Extracted entries: Begin
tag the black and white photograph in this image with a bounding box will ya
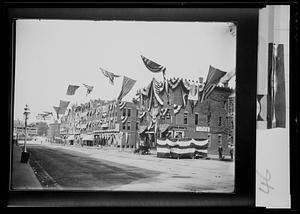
[12,20,236,192]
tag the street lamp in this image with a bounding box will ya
[21,104,30,163]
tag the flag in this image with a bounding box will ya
[100,67,121,85]
[66,85,80,95]
[141,55,166,77]
[53,106,60,119]
[152,78,164,106]
[117,76,136,101]
[200,65,226,102]
[220,68,236,86]
[83,83,94,96]
[43,111,53,116]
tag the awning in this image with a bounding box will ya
[81,134,94,141]
[159,124,169,133]
[139,125,148,134]
[67,135,75,140]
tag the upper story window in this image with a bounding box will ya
[127,121,131,130]
[123,108,126,117]
[127,109,131,117]
[183,112,188,125]
[195,113,199,125]
[218,117,222,126]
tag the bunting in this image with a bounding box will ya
[121,116,128,124]
[66,85,80,95]
[100,67,121,85]
[200,65,226,102]
[168,78,181,90]
[117,76,136,101]
[152,78,164,106]
[173,104,182,115]
[119,101,126,110]
[138,111,146,119]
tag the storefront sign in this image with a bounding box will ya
[196,126,210,132]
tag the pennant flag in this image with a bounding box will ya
[82,83,94,96]
[100,67,121,85]
[267,43,286,129]
[117,76,137,101]
[66,85,80,95]
[53,106,60,119]
[141,55,166,77]
[201,65,226,102]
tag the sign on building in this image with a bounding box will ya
[196,126,210,132]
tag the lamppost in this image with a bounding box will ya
[21,104,30,163]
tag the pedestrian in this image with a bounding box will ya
[218,145,223,160]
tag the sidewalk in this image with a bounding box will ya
[11,144,42,189]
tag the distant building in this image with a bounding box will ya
[13,120,38,140]
[60,99,138,148]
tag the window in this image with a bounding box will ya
[195,113,199,125]
[207,114,211,124]
[224,101,227,110]
[231,121,234,129]
[184,112,188,125]
[115,111,118,117]
[226,116,229,126]
[127,121,131,130]
[136,122,139,131]
[127,109,131,117]
[122,123,126,130]
[123,108,126,117]
[218,117,222,126]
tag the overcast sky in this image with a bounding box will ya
[14,20,236,123]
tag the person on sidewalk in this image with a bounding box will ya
[218,145,223,160]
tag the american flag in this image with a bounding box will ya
[82,83,94,96]
[66,85,80,95]
[53,106,60,119]
[100,67,121,85]
[200,65,226,102]
[141,55,166,77]
[117,76,136,101]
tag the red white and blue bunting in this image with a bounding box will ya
[119,101,126,110]
[121,115,128,124]
[173,104,182,115]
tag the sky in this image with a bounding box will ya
[14,20,236,123]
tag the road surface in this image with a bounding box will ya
[20,142,234,192]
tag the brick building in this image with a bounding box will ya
[60,99,138,149]
[136,77,234,155]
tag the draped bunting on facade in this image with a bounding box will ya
[121,116,128,124]
[160,108,168,117]
[152,78,164,106]
[156,139,208,158]
[173,104,182,115]
[138,111,146,119]
[119,101,126,110]
[168,78,181,89]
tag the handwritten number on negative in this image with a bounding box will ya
[256,169,274,194]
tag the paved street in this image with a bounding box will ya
[20,141,234,192]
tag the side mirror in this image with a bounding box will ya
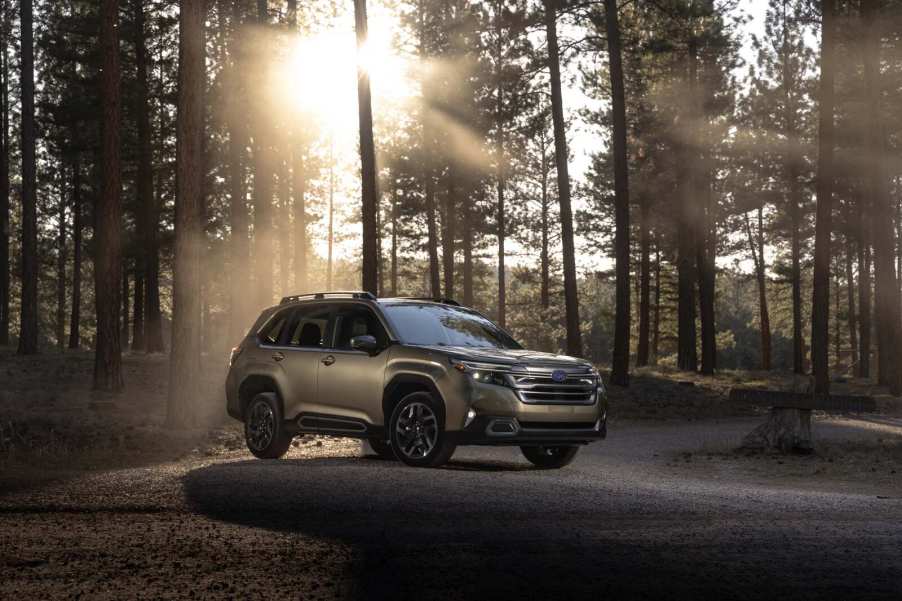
Extracted entries: End
**Activity**
What you return should match the material word for word, apart from the pictures.

**Response to the task**
tag the black and white photograph in this image with a bounding box will ya
[12,20,236,192]
tag the street lamp in this image with a bounding box will ya
[21,104,30,163]
tag the flag in this image with a bounding box will ya
[100,67,121,85]
[66,85,80,95]
[141,55,166,77]
[53,106,60,119]
[152,78,164,106]
[117,76,136,101]
[200,65,226,102]
[220,68,236,86]
[83,83,94,96]
[43,111,53,116]
tag the awning in this image with a bounding box will ya
[81,134,94,141]
[159,124,169,133]
[139,125,148,134]
[67,135,75,140]
tag the upper story window in this image with a bounding box will ya
[127,121,131,130]
[123,108,126,117]
[127,109,131,117]
[183,112,188,125]
[195,113,199,125]
[218,117,222,126]
tag the bunting in this image with a bounding box will ya
[121,116,128,124]
[66,85,80,95]
[100,67,121,85]
[200,65,226,102]
[168,78,181,90]
[117,76,136,101]
[152,78,164,106]
[173,104,182,115]
[119,101,126,110]
[138,111,146,119]
tag the storefront sign in this image with a bounding box will ya
[196,126,210,132]
tag the pennant flag in this image with a bounding box will ya
[82,83,94,96]
[100,67,121,85]
[267,43,286,129]
[117,76,137,101]
[66,85,80,95]
[53,106,60,119]
[141,55,166,77]
[201,65,226,102]
tag the sign on building in this image with a bounding box will ya
[196,126,210,132]
tag the lamppost in this image with a bounding box will ya
[21,104,30,163]
tag the pedestrian in this image with a bounding box will ya
[218,145,223,160]
tag the sidewalk in this image with a bounding box will ya
[11,144,42,189]
tag the distant building in this image with a bounding box will ya
[13,120,38,140]
[60,99,138,148]
tag the window in this image with a bounding box will ya
[195,113,199,125]
[207,114,211,124]
[224,101,227,110]
[231,121,234,129]
[184,112,188,125]
[115,111,118,117]
[226,116,229,126]
[127,121,131,130]
[136,122,139,131]
[127,109,131,117]
[122,123,126,130]
[123,108,126,117]
[218,117,222,126]
tag the overcast sky in this image with a bounding box will ya
[14,20,236,123]
tag the person on sidewalk in this image with a bounding box will ya
[218,145,223,160]
tag the american flag in this image with a bounding box will ya
[82,83,94,96]
[66,85,80,95]
[53,106,60,119]
[100,67,121,85]
[200,65,226,102]
[141,55,166,77]
[117,76,136,101]
tag the red white and blue bunting in this image with a bounding box will ya
[119,101,126,110]
[121,115,128,124]
[173,104,182,115]
tag the sky in this image with a bounding box will ya
[14,20,236,123]
tag the road surface in this image with a bounding box will ya
[20,142,234,192]
tag the brick building in this image with a bounding box will ya
[60,99,138,149]
[136,77,234,155]
tag the draped bunting on facade in this image with a bounding box will ya
[121,116,128,124]
[160,108,168,117]
[152,78,164,106]
[156,139,208,158]
[173,104,182,115]
[138,111,146,119]
[119,101,126,110]
[168,78,181,89]
tag the handwritten number on negative in this image with a bounding box will ya
[256,169,274,194]
tag the paved street in this image with a bounding box will ya
[20,141,234,192]
tag the side mirror in this image with a bounding box will ya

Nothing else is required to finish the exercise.